### What is required
Would you output each record exactly as it stands?

### Material provided
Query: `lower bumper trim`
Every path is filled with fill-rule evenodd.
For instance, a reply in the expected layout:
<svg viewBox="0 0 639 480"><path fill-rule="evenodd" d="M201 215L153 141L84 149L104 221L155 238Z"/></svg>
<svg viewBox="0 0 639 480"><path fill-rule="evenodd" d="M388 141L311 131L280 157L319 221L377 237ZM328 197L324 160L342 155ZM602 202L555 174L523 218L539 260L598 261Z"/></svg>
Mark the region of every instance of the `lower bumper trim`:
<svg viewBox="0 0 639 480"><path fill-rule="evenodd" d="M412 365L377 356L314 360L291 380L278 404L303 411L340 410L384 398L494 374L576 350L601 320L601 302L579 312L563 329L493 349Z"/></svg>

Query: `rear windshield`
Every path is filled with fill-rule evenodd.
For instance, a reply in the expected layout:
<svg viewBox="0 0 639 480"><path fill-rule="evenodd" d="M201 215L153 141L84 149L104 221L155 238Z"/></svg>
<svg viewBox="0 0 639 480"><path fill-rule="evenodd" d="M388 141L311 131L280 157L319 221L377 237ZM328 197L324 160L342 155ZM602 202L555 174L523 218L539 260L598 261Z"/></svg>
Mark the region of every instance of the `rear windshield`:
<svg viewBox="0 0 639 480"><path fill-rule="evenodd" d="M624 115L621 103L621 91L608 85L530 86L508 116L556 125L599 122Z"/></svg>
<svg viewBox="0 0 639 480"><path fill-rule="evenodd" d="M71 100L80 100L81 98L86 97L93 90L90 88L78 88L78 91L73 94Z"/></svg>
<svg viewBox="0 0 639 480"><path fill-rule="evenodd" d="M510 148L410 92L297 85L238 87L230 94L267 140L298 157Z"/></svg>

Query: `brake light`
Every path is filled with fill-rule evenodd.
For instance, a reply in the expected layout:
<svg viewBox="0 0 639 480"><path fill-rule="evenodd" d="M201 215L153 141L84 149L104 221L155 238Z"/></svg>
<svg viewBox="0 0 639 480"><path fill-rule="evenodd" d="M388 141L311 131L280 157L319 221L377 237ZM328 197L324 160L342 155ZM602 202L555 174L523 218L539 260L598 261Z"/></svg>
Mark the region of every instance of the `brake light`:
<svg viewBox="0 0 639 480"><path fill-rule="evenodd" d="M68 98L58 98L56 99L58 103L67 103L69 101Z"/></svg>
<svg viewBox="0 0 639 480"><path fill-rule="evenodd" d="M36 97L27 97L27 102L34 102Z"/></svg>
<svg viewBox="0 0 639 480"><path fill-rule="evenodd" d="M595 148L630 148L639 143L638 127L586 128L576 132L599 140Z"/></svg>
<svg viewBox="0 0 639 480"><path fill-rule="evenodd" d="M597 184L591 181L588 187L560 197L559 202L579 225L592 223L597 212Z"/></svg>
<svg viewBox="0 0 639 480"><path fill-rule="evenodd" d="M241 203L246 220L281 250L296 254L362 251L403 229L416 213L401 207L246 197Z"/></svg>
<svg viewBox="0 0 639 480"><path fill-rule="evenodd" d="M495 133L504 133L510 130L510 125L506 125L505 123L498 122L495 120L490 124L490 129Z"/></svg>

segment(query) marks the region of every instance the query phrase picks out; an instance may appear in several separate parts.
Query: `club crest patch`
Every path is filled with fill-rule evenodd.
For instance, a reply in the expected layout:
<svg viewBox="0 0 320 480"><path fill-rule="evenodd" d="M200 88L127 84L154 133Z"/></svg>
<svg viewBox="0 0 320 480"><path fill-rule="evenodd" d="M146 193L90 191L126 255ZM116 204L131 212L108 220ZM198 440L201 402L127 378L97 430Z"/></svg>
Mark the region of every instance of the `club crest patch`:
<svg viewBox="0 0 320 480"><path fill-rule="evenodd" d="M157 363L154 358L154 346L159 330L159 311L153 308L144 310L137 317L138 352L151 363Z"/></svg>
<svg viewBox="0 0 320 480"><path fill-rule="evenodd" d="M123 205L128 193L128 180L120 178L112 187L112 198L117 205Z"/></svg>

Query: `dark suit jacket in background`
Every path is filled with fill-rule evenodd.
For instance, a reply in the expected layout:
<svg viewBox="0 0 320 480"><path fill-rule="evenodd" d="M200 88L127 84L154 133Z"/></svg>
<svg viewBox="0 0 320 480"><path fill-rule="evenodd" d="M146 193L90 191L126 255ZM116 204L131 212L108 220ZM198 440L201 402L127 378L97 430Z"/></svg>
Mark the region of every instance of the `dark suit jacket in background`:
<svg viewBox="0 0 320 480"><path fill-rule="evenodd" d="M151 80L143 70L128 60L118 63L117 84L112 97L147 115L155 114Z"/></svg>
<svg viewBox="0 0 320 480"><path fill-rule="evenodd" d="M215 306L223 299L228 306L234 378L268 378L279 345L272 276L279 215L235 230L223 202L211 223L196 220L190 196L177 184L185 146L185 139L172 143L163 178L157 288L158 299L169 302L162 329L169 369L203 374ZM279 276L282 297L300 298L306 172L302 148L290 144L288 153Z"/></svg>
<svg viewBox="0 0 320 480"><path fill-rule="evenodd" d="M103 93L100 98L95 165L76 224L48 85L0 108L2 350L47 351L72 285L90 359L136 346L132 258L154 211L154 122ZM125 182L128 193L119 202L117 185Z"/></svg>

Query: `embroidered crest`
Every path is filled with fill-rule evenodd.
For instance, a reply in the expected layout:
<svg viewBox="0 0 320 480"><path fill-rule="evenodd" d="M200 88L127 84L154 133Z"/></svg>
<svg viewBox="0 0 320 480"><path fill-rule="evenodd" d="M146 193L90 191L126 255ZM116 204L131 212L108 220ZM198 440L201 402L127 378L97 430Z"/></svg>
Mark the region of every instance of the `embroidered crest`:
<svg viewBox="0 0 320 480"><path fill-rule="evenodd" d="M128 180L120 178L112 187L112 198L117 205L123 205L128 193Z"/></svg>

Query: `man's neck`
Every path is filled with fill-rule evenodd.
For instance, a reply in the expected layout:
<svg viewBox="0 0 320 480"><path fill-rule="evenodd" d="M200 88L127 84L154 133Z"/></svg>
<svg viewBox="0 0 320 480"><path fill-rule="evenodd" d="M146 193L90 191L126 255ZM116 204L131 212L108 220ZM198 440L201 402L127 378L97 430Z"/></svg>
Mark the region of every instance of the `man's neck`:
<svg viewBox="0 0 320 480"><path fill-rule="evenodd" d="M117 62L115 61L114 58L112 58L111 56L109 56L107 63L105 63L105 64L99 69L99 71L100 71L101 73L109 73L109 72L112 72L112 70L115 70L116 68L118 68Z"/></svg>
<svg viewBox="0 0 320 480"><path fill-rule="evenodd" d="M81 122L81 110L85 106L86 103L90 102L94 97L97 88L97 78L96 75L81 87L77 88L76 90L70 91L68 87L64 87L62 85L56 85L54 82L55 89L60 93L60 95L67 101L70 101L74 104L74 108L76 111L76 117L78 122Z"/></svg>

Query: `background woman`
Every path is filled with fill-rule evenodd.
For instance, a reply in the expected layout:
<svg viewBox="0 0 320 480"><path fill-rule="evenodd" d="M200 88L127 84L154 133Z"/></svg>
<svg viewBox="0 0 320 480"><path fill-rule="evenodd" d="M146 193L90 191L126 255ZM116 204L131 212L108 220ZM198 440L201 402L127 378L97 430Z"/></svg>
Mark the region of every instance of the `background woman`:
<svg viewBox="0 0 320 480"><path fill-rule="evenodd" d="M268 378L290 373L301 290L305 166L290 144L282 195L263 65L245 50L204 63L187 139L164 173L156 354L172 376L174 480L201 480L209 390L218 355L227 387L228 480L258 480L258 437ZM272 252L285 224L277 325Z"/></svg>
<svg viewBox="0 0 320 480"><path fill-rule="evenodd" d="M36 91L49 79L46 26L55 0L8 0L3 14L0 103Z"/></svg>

### Answer section
Query: `lower bumper trim`
Every path is filled with fill-rule evenodd.
For instance, a reply in the expected layout:
<svg viewBox="0 0 639 480"><path fill-rule="evenodd" d="M201 215L153 141L84 149L104 221L155 238Z"/></svg>
<svg viewBox="0 0 639 480"><path fill-rule="evenodd" d="M388 141L311 131L280 157L319 221L377 237ZM328 197L324 160L342 155ZM602 202L555 174L523 218L539 260L598 261Z"/></svg>
Mark the region of every instance of the `lower bumper trim`:
<svg viewBox="0 0 639 480"><path fill-rule="evenodd" d="M412 365L377 356L314 360L291 380L278 404L303 411L340 410L384 398L494 374L576 350L601 320L601 302L579 312L563 329L493 349Z"/></svg>

Query: `rear windshield`
Every path is filled with fill-rule evenodd.
For instance, a reply in the expected layout:
<svg viewBox="0 0 639 480"><path fill-rule="evenodd" d="M201 215L153 141L84 149L104 221L155 238Z"/></svg>
<svg viewBox="0 0 639 480"><path fill-rule="evenodd" d="M388 141L311 131L280 157L319 221L377 237ZM328 197L324 160L342 155ZM602 202L555 174L523 218L539 260L598 261Z"/></svg>
Mark the region of every instance of the `rear windshield`:
<svg viewBox="0 0 639 480"><path fill-rule="evenodd" d="M624 115L621 103L621 91L608 85L530 86L508 116L556 125L599 122Z"/></svg>
<svg viewBox="0 0 639 480"><path fill-rule="evenodd" d="M71 100L80 100L81 98L86 97L93 90L90 88L78 88L78 91L73 94Z"/></svg>
<svg viewBox="0 0 639 480"><path fill-rule="evenodd" d="M510 148L410 92L297 85L238 87L230 94L267 140L298 157Z"/></svg>

Query: `brake light`
Every path is filled with fill-rule evenodd.
For instance, a reply in the expected layout:
<svg viewBox="0 0 639 480"><path fill-rule="evenodd" d="M201 215L153 141L84 149L104 221L155 238Z"/></svg>
<svg viewBox="0 0 639 480"><path fill-rule="evenodd" d="M388 141L311 131L280 157L319 221L377 237ZM328 197L324 160L342 155ZM602 202L555 174L523 218L539 260L598 261Z"/></svg>
Mark the region of every instance of the `brake light`:
<svg viewBox="0 0 639 480"><path fill-rule="evenodd" d="M68 98L58 98L56 99L58 103L67 103L69 101Z"/></svg>
<svg viewBox="0 0 639 480"><path fill-rule="evenodd" d="M36 97L27 97L27 102L34 102Z"/></svg>
<svg viewBox="0 0 639 480"><path fill-rule="evenodd" d="M595 148L630 148L639 143L638 127L586 128L576 132L599 140Z"/></svg>
<svg viewBox="0 0 639 480"><path fill-rule="evenodd" d="M597 184L591 181L588 187L560 197L559 202L579 225L592 223L597 212Z"/></svg>
<svg viewBox="0 0 639 480"><path fill-rule="evenodd" d="M241 203L246 220L281 250L296 254L362 251L403 229L416 213L401 207L246 197Z"/></svg>
<svg viewBox="0 0 639 480"><path fill-rule="evenodd" d="M495 133L504 133L510 130L510 125L506 125L505 123L498 122L495 120L490 124L490 129Z"/></svg>

segment(query) marks the region of every instance the query phrase picks out; an instance may appear in several separate parts.
Query: `club crest patch`
Every path is filled with fill-rule evenodd.
For instance, a reply in the expected layout:
<svg viewBox="0 0 320 480"><path fill-rule="evenodd" d="M200 88L127 84L154 133Z"/></svg>
<svg viewBox="0 0 320 480"><path fill-rule="evenodd" d="M146 193L90 191L126 255ZM116 204L131 212L108 220ZM198 440L201 402L127 378L97 430Z"/></svg>
Mark the region of every instance of the `club crest patch`:
<svg viewBox="0 0 320 480"><path fill-rule="evenodd" d="M157 363L154 358L154 346L159 330L159 311L153 308L144 310L137 317L138 352L151 363Z"/></svg>
<svg viewBox="0 0 320 480"><path fill-rule="evenodd" d="M123 205L128 193L128 180L120 178L112 187L112 198L117 205Z"/></svg>

Query: `dark suit jacket in background`
Every path is filled with fill-rule evenodd.
For instance, a reply in the expected layout:
<svg viewBox="0 0 320 480"><path fill-rule="evenodd" d="M200 88L127 84L154 133Z"/></svg>
<svg viewBox="0 0 320 480"><path fill-rule="evenodd" d="M146 193L90 191L126 255ZM116 204L131 212L108 220ZM198 440L201 402L127 378L97 430Z"/></svg>
Mark the region of every instance of the `dark suit jacket in background`:
<svg viewBox="0 0 320 480"><path fill-rule="evenodd" d="M151 80L143 70L128 60L118 63L117 84L112 97L147 115L155 114Z"/></svg>
<svg viewBox="0 0 320 480"><path fill-rule="evenodd" d="M215 306L223 299L228 306L234 378L268 378L279 345L272 276L279 215L235 230L223 202L211 223L196 220L190 196L177 184L185 146L185 139L172 143L163 178L157 288L158 299L169 302L162 329L169 369L203 374ZM279 276L282 297L300 298L306 172L302 148L290 144L288 153Z"/></svg>
<svg viewBox="0 0 320 480"><path fill-rule="evenodd" d="M103 93L100 98L95 165L76 224L48 85L0 108L2 350L47 351L72 285L90 359L136 346L132 258L154 211L154 122ZM125 182L128 193L119 202L117 185Z"/></svg>

Query: `embroidered crest`
Every path is filled with fill-rule evenodd.
For instance, a reply in the expected layout:
<svg viewBox="0 0 320 480"><path fill-rule="evenodd" d="M200 88L127 84L154 133Z"/></svg>
<svg viewBox="0 0 320 480"><path fill-rule="evenodd" d="M146 193L90 191L126 255ZM116 204L131 212L108 220ZM198 440L201 402L127 378L97 430Z"/></svg>
Mark the region of every instance of the `embroidered crest`:
<svg viewBox="0 0 320 480"><path fill-rule="evenodd" d="M128 180L120 178L112 187L112 198L117 205L123 205L128 193Z"/></svg>

Query: `man's neck`
Every path is filled with fill-rule evenodd.
For instance, a reply in the expected layout:
<svg viewBox="0 0 320 480"><path fill-rule="evenodd" d="M200 88L127 84L154 133Z"/></svg>
<svg viewBox="0 0 320 480"><path fill-rule="evenodd" d="M146 193L90 191L126 255ZM116 204L131 212L108 220ZM198 440L201 402L127 378L97 430Z"/></svg>
Mark the region of every instance of the `man's neck`:
<svg viewBox="0 0 320 480"><path fill-rule="evenodd" d="M117 62L115 61L114 58L112 58L111 56L109 56L107 63L105 63L105 64L99 69L99 71L100 71L101 73L109 73L109 72L112 72L112 70L115 70L116 68L118 68Z"/></svg>
<svg viewBox="0 0 320 480"><path fill-rule="evenodd" d="M81 122L81 110L85 106L86 103L90 102L94 97L97 88L97 78L96 75L81 87L77 88L76 90L70 91L68 87L64 87L62 85L56 85L54 82L55 89L60 93L60 95L67 101L70 101L74 104L74 108L76 111L76 117L78 122Z"/></svg>

Query: `background woman`
Every path is filled with fill-rule evenodd.
For instance, a reply in the expected layout:
<svg viewBox="0 0 320 480"><path fill-rule="evenodd" d="M200 88L127 84L154 133Z"/></svg>
<svg viewBox="0 0 320 480"><path fill-rule="evenodd" d="M146 193L90 191L126 255ZM116 204L131 212L108 220ZM198 440L201 402L127 378L97 430Z"/></svg>
Mark the region of every instance of the `background woman`:
<svg viewBox="0 0 320 480"><path fill-rule="evenodd" d="M268 378L290 373L301 290L305 166L290 144L282 195L263 65L245 50L204 63L187 139L164 173L156 354L172 376L174 480L201 480L209 390L218 355L227 387L228 480L258 480L258 437ZM272 252L285 224L277 325Z"/></svg>
<svg viewBox="0 0 320 480"><path fill-rule="evenodd" d="M36 91L49 79L46 26L55 0L8 0L3 14L0 103Z"/></svg>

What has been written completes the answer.